Supplied passage

*-*-*

The Quantity Theory of Insanity
- First edition
- Author: Will Self
- Language: English
- Genre: Short Story Collection
- Publisher: Bloomsbury Publishing
- Publication date: Nov 1991
- Publication place: United Kingdom
- Media type: Print (paperback)
- Pages: 288 pp
- ISBN: 978-0-7475-1013-0
- OCLC: 62891876

= The Quantity Theory of Insanity =

1991 short story collection by Will Self

The Quantity Theory of Insanity is a collection of short stories by Will Self. It won the Geoffrey Faber Memorial Prize in 1993.

== Publishing details ==
First published in 1991 in paperback it was the first published collection of the author's short work and includes themes and characters (such as Zack Busner) that are common throughout Self's shorter and longer fiction.

Self received an advance of £1,700 for the work.

Within this collection, as well as Dr Busner appearing in two of the stories, the fictional tribe the "Ur-Bororo" are a touchstone. Specifically in the story "Understanding the Ur-Bororo" and subtly in "Ward 9" and the title story. The book is prefaced by the traditional Ur-Bororo saying "However far you may travel in this world, you will still occupy the same volume of space."

Praise for the collection came from fellow authors and critics.

"If a manic J. G. Ballard and a depressive David Lodge got together, they might produce something like The Quantity Theory of Insanity. But Will Self's world is all his own" - Martin Amis

"'Will Self's The Quantity Theory of Insanity is as disturbing as satire ought to be and these days seldom is. Also it is unashamedly funny as well as chilling, presented with an air of cunning repose" - The Guardian

== Stories ==
- "The North London Book of the Dead"

*-*-*

Records supplied
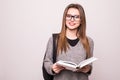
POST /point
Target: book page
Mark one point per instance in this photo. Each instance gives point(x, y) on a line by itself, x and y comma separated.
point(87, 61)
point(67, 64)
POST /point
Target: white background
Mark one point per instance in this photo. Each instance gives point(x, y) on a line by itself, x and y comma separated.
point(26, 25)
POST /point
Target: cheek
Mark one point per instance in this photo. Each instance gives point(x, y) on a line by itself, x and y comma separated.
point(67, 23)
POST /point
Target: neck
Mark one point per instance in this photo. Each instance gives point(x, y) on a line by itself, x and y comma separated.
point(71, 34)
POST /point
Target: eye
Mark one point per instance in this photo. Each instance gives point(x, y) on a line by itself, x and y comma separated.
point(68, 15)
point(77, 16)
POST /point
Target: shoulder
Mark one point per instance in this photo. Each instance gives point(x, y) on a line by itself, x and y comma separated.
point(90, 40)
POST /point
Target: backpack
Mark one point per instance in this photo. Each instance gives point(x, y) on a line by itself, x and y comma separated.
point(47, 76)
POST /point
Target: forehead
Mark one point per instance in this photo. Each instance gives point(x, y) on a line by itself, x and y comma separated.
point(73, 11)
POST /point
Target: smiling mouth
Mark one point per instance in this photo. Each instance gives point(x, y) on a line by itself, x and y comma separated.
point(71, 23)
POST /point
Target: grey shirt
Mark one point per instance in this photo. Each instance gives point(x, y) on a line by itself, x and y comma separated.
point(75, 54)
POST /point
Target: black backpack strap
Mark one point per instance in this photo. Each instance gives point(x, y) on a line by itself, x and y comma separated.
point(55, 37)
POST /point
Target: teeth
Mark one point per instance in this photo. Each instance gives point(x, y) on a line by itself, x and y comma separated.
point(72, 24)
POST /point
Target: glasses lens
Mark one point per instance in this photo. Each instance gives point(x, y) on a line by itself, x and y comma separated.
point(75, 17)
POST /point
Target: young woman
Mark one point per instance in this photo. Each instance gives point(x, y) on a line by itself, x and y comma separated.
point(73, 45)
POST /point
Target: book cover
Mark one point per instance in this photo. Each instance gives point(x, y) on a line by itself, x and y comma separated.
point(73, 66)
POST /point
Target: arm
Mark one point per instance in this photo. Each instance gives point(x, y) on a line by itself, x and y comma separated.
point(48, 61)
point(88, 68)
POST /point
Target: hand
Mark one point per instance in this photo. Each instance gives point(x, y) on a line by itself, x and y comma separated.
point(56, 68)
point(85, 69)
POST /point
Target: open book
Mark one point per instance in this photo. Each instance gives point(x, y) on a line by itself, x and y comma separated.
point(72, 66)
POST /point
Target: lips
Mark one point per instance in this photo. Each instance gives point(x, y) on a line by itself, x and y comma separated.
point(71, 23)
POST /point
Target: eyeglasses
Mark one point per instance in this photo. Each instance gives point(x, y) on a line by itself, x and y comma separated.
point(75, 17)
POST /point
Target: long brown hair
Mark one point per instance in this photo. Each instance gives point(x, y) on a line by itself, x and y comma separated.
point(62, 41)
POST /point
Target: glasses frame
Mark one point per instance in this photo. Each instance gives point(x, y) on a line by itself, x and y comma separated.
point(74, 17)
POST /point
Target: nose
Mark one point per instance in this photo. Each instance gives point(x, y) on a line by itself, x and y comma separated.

*-*-*

About this exercise
Pick up the article on The Quantity Theory of Insanity and continue it from where it stops. The rows are drawn from a different source than the book article.

Reply
A young man's mother dies. After her funeral he begins to see her acting as normal. At first he wonders if this is an effect of his grief addled mind, until he approaches and talks to one of the apparitions.

- "Ward 9"
A new art therapist begins treating the psychological patients on the eponymous Ward 9. As the story progresses the therapist becomes more embroiled in the lives of the patients, begins taking medication one of them gives him and investigates the machine in the basement of the hospital. The ward is overseen by Zack Busner, a position he also holds during the story "Dr Mukti" in another of Self's collections.

- "Understanding the Ur-Bororo"
A man wonders what happened to his friend Janner from the days when they were at school in Reigate together. His friend had tended towards secrecy and reclusiveness at the time, before disappearing completely. Then he bumps into him in a laundrette. Over dinner he explains where he has been and who he has been studying.

- "The Quantity Theory of Insanity"
The title story deals with the creation, testing and impact of the "Quantity Theory of Insanity." A Number of scientists are involved including Zack Busner. The Doctors use a group of patients in a concept house in Willesden Junction.

- "Mono Cellular"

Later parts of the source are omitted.